▶ INFORMATION PROVIDED
┏━━

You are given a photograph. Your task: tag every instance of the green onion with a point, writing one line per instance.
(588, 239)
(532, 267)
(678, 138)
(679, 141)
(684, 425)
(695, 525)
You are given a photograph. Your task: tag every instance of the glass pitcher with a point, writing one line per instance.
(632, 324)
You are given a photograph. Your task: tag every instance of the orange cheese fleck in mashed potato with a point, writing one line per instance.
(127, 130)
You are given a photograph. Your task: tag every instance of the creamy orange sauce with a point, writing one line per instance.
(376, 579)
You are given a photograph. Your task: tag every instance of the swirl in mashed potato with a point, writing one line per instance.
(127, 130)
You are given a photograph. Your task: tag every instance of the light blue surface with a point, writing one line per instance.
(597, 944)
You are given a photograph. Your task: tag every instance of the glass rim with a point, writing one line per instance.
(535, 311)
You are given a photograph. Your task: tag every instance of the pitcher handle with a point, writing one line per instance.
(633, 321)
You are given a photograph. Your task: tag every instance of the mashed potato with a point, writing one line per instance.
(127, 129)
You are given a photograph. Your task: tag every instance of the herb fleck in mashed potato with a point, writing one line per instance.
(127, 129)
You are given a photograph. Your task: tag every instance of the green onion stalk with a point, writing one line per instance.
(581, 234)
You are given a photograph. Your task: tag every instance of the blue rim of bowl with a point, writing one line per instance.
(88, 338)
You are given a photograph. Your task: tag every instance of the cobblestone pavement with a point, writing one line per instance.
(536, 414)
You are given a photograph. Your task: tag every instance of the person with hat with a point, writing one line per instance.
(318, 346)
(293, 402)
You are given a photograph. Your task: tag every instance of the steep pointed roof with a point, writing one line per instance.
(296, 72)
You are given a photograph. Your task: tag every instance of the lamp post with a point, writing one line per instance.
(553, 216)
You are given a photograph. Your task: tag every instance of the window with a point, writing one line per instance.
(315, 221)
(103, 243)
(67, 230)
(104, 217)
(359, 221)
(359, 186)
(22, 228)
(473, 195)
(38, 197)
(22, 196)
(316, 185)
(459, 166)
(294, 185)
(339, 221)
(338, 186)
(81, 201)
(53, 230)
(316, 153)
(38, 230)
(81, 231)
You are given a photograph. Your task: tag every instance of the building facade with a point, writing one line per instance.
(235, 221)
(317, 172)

┗━━

▶ EXERCISE REQUIREMENTS
Print every record above exactly as written.

▶ IN RESPONSE
You are given a photograph. Your task: tag every instance of the green onion with a point, writing one line per instance.
(588, 239)
(532, 267)
(678, 138)
(679, 141)
(684, 425)
(695, 525)
You are given a photograph. Your task: tag every instance of the glass pitcher with a point, writing one line per instance.
(632, 324)
You are given a photograph. Your task: tag every instance of the orange cheese fleck in mashed potato with a point, writing one line per instance.
(127, 130)
You are given a photograph. Your task: tag every instance of the creamy orange sauce with a point, writing one line per instance.
(376, 579)
You are given a photograph. Your task: tag every instance of the swirl in mashed potato with a point, writing one line per instance.
(127, 130)
You are given a photograph. Your task: tag every instance of the light blue surface with a point, writing one line per instance.
(597, 944)
You are given a photograph. Your task: tag every instance of the glass rim with a point, writing one line per instance.
(535, 311)
You are given a photograph. Your task: tag every instance of the pitcher handle with a point, writing one line per instance.
(633, 321)
You are given a photograph. Your task: tag every instance of the mashed potato with a point, writing one line per instance.
(127, 129)
You are given a photograph. Your task: tag every instance of the herb fleck in mashed potato with a point, writing one line per instance.
(127, 129)
You are given a photograph. Your task: tag every instance of the green onion stalk with a point, writing one line per instance.
(581, 234)
You are given a photograph. Your task: tag every instance of the blue rim of bowl with a point, writing one line per instance.
(88, 338)
You are given a photograph. Your task: tag every instance of the cobblestone pavement with a point, writing one line per instance.
(536, 414)
You are given a photograph. Your task: tag every instance of the person with hat with a point, writing one line per instance.
(318, 346)
(293, 402)
You are given a photograph. Your task: tag every instance of the steep pointed roof with a point, writing one line per instance.
(296, 72)
You are given a photograph. Your task: tag every instance of the lamp post with a point, writing one line per instance.
(553, 216)
You are given a photograph. Your task: tag every instance of the window with a point, writing one line per instance.
(315, 221)
(103, 243)
(67, 230)
(104, 217)
(359, 221)
(359, 186)
(22, 228)
(473, 195)
(38, 197)
(22, 196)
(316, 185)
(459, 166)
(294, 185)
(339, 221)
(338, 186)
(81, 201)
(53, 230)
(316, 153)
(38, 230)
(81, 231)
You are given a photograph. Your task: tag every instance of the building facade with a point, writing one line per instance.
(235, 221)
(317, 172)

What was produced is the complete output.